**ACTIVITY**
Edit the figure legend's passage starting at "Frequency of immunoreactivity" and ending at "detailed patient descriptions).", replacing every "brainstem" with "brain stem".

Top of GIVEN TEXT

Frequency of immunoreactivity for Epo, EpoR and CD131 on neurons and glia. A-F. The degree of staining per tissue section with the various markers was semi-quantitated using the following grading scale: 0, no staining; 1, <1% cells staining; 2, 1%-10% of cells staining; 3, >10% cells staining. G-H. The relative abundance (r.a.) of CD131 to EpoR was determined for each brainstem section: 0, no staining for either CD131 or EpoR; 1, grade of immunolabelling for CD131 < EpoR; 2, grade of immunolabelling for CD131 = EpoR; 3, grade of immunolabelling for CD131 > EpoR. Each dot represents the results from a brainstem section of an individual patient. Results are divided into patient groups: NNC, non-neurological UK control; non-CM, non- cerebral malaria; CM, cerebral malaria; NC, neurological UK control (see Tables 1 & 2 for detailed patient descriptions).

Bottom of GIVEN TEXT
Top of SOURCE INFORMATION

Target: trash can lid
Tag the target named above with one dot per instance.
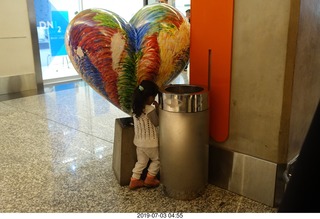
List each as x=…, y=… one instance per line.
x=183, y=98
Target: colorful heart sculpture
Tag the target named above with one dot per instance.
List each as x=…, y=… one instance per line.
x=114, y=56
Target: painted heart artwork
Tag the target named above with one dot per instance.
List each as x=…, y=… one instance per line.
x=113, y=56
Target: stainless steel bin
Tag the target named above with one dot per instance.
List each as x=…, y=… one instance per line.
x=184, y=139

Bottom of SOURCE INFORMATION

**ANSWER SPACE**
Frequency of immunoreactivity for Epo, EpoR and CD131 on neurons and glia. A-F. The degree of staining per tissue section with the various markers was semi-quantitated using the following grading scale: 0, no staining; 1, <1% cells staining; 2, 1%-10% of cells staining; 3, >10% cells staining. G-H. The relative abundance (r.a.) of CD131 to EpoR was determined for each brain stem section: 0, no staining for either CD131 or EpoR; 1, grade of immunolabelling for CD131 < EpoR; 2, grade of immunolabelling for CD131 = EpoR; 3, grade of immunolabelling for CD131 > EpoR. Each dot represents the results from a brain stem section of an individual patient. Results are divided into patient groups: NNC, non-neurological UK control; non-CM, non- cerebral malaria; CM, cerebral malaria; NC, neurological UK control (see Tables 1 & 2 for detailed patient descriptions).